───── Text block

In December, Apple published Sharp, a technique for generating 3D Gaussian Splats from a single photograph in under one second. Not from video, not from multiple angles - one image.

Drone shot of Blåvand at New Years Eve

I’ve written before about Gaussian Splatting and Neural Radiance Fields. With Apple’s Sharp codebase now public and Christmas holiday ahead of me, I felt inspired to see if I could build a fully featured pipeline and engine that allow my visitors to explore 3D scenes directly within my blog posts.

Apple did the hard work - training a neural network that infers depth and generates ~1.2 million Gaussians from a single image. I built the infrastructure around it. With the help of AI coding tools, this took me a week or so across three domains: frontend rendering, CMS integration, and cloud ML processing.

Contents:

• The Frontend - How Sharp works, scroll-based rotation, performance, post-processing
• The CMS - Three custom widgets for Decap CMS
• The Backend - Running Sharp on Modal.com
• Limitations - Light behavior, difficult images, diorama constraints
• What This Means - How does this play into the future and existing platforms, like iOS?

Blavand dunes - scroll to see the scene rotate

As you scroll, the scene above rotates. You can drag to explore, zoom in, or click to open fullscreen.

The Frontend

The goal was making 3D feel a bit like it’s part of reading - not a demo you have to engage with, but something that responds to how you already interact with a page.

How Sharp Works

Traditional Gaussian Splatting requires dozens of photos from different angles. Sharp uses a neural network to infer depth from a single image, generating a two-layer representation (foreground and background) with about 1.2 million Gaussians encoding color, position, opacity, and scale.

The amazing collapsed lava tubes of Galapagos

The result captures light and material properties differently than polygons and textures. You’re looking at millions of splats that encode how light behaves in the scene, not a mesh with a texture painted on. The tradeoff is, that it works for nearby viewpoints only. You can orbit, but you can’t fly behind the camera. For blog embeds, that’s fine.

I used Three.js with the Spark library for GPU-accelerated rendering. Initially I used the raw OrbitControls, but since I wanted to animate automatically on scroll camera motion felt jerky because user inputs are discrete events while good motion should be continuous.

One of hundreds of giant turtles we swam with in the Galapagos

My fix was a proxy-camera architecture: OrbitControls manages a proxy camera (Empty three group) that responds immediately to input, while the rendering camera smoothly interpolates toward it. This has many benefits, as the camera will always be smooth, even if the orbit control jumps abruptly. (For example if the user uses a mouse with a “notched” scrolling the camera is still animating smoothly)

Scroll-Based Rotation

The 3D responds to scroll. As you read down the page, scenes rotate, giving different perspectives without requiring interaction. If you drag, the scroll animation yields and resumes when you continue scrolling. Through the CMS I can configure how much rotation should happen and in which direction.

──────────
───── Entries shown

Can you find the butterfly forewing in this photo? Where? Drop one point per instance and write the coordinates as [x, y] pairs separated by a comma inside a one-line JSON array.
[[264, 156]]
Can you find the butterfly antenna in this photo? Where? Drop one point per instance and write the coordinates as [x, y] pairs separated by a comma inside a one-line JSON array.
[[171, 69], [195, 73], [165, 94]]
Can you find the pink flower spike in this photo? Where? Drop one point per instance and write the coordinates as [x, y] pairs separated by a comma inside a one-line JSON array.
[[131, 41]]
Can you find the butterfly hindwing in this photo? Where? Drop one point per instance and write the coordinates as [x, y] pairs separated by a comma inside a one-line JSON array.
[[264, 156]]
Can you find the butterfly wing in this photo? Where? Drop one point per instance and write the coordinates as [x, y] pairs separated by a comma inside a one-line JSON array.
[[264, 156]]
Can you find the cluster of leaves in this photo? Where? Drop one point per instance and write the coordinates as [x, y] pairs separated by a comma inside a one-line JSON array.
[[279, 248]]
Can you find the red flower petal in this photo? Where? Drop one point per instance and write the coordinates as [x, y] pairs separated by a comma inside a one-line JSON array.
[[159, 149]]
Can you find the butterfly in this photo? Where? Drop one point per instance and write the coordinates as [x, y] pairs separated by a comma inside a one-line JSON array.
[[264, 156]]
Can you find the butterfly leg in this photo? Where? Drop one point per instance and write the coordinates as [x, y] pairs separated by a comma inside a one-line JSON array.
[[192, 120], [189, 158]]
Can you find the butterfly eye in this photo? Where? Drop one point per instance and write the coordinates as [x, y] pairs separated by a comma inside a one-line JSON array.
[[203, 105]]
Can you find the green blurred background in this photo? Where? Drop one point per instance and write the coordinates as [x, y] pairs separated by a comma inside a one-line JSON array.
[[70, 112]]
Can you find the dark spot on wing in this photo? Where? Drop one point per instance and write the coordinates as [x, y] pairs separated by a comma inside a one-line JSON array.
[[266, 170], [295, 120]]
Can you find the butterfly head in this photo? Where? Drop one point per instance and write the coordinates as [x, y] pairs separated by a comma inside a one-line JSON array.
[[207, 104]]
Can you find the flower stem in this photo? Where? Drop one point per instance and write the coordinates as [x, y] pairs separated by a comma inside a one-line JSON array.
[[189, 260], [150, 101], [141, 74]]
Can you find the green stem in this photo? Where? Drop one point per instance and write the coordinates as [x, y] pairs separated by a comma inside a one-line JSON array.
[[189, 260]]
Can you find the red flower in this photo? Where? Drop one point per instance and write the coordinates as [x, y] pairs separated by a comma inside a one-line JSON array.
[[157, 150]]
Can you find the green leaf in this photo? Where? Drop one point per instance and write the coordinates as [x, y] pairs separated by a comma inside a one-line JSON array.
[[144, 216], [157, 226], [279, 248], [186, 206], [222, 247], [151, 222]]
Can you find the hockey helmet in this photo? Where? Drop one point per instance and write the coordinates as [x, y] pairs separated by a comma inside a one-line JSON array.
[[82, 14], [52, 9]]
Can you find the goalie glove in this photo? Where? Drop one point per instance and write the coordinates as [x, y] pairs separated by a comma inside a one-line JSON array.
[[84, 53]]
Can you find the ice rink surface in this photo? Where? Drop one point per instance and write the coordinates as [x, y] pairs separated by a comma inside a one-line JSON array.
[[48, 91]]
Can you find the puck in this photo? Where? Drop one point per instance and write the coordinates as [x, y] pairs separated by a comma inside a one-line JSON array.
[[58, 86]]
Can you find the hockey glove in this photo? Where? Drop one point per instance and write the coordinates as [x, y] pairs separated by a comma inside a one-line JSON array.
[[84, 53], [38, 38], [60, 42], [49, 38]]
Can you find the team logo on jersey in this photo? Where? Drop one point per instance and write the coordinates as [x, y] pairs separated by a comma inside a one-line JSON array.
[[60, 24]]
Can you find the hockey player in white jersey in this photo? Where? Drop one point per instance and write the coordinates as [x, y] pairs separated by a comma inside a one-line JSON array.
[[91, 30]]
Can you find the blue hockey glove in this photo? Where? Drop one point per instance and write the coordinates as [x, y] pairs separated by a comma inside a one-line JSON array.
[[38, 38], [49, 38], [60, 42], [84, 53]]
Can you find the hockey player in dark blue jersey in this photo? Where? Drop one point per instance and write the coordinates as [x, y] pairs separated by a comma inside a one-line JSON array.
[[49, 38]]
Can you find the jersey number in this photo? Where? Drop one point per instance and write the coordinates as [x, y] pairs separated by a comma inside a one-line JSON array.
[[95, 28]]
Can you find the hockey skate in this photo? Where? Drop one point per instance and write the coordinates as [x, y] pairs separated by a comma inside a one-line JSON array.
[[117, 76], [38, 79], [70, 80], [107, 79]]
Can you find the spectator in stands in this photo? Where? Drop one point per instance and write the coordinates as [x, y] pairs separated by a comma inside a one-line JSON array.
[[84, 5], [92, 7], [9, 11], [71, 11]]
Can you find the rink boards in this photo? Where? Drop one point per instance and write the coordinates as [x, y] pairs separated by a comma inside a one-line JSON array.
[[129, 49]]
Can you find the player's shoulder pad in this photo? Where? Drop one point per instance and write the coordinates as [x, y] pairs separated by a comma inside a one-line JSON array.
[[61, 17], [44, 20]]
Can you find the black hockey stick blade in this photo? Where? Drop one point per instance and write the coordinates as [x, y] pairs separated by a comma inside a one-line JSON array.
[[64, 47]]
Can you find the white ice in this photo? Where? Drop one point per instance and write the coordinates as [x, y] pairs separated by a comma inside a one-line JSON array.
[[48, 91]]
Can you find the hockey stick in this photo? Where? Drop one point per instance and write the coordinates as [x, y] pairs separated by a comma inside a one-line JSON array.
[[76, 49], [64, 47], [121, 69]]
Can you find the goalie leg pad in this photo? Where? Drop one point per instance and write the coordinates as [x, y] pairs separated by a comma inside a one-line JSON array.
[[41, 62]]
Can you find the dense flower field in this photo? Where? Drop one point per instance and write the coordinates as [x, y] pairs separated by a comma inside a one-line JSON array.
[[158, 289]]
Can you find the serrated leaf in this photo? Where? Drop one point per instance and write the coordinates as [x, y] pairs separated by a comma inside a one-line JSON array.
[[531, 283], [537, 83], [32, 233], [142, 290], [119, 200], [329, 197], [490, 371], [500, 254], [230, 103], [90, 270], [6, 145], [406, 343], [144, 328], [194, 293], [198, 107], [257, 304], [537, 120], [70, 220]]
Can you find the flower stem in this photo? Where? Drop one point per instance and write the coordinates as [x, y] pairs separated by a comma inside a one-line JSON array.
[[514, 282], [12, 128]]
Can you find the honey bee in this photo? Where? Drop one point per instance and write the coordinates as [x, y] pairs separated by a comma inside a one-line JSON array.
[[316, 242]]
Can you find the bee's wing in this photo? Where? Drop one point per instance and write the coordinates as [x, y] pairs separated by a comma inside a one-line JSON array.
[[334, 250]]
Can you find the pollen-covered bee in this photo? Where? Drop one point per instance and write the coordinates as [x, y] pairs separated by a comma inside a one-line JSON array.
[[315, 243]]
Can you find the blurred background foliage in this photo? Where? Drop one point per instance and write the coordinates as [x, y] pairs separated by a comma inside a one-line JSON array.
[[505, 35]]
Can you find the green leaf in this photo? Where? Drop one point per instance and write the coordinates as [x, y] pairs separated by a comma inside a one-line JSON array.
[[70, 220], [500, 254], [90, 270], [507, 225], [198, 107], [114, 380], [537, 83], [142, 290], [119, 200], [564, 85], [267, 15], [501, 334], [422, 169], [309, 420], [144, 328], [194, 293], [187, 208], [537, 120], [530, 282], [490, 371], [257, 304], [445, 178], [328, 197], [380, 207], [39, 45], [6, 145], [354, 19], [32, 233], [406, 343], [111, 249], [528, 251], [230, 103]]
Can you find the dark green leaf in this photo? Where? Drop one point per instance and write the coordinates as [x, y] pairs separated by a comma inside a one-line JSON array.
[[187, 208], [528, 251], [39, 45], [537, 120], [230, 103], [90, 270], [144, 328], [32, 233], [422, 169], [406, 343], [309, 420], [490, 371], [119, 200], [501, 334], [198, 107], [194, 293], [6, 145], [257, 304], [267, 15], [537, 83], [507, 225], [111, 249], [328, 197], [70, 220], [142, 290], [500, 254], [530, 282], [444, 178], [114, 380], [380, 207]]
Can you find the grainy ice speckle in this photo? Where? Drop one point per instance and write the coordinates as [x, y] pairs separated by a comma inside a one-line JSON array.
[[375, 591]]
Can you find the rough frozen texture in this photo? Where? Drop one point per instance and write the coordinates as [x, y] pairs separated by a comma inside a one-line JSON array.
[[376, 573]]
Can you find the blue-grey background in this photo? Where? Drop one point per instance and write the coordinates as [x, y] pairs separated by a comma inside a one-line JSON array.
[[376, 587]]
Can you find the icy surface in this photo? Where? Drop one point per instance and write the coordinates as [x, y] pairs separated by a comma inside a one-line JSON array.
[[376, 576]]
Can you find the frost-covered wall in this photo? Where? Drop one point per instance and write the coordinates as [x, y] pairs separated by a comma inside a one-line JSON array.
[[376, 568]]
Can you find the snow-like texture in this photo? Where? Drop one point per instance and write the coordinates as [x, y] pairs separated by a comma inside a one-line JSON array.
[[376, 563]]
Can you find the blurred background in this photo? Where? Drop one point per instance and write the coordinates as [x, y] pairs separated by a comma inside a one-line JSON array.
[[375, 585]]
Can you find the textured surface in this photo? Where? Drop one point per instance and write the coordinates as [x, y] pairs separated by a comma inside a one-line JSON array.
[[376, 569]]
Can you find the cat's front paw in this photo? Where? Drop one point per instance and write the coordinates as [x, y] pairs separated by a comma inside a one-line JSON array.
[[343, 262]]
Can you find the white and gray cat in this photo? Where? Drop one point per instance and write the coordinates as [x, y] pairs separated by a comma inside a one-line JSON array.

──────────

» Jobs
1. In the post on Gaussian splats:
(a) About how many Gaussians does Sharp generate from a single image?
(b) Which library was paired with Three.js for GPU-accelerated rendering?
(c) Which CMS are the three custom widgets built for?
2. Output the entries from the line with "Can you find the frost-covered" up to and including the line with "[[376, 569]]" as a Markdown table with the columns Row and Entry.

» Answers for this exercise
1.
(a) About 1.2 million
(b) Spark
(c) Decap CMS

2.
| Row | Entry |
|---|---|
| 1 | Can you find the frost-covered wall in this photo? Where? Drop one point per instance and write the coordinates as [x, y] pairs separated by a comma inside a one-line JSON array. |
| 2 | [[376, 568]] |
| 3 | Can you find the snow-like texture in this photo? Where? Drop one point per instance and write the coordinates as [x, y] pairs separated by a comma inside a one-line JSON array. |
| 4 | [[376, 563]] |
| 5 | Can you find the blurred background in this photo? Where? Drop one point per instance and write the coordinates as [x, y] pairs separated by a comma inside a one-line JSON array. |
| 6 | [[375, 585]] |
| 7 | Can you find the textured surface in this photo? Where? Drop one point per instance and write the coordinates as [x, y] pairs separated by a comma inside a one-line JSON array. |
| 8 | [[376, 569]] |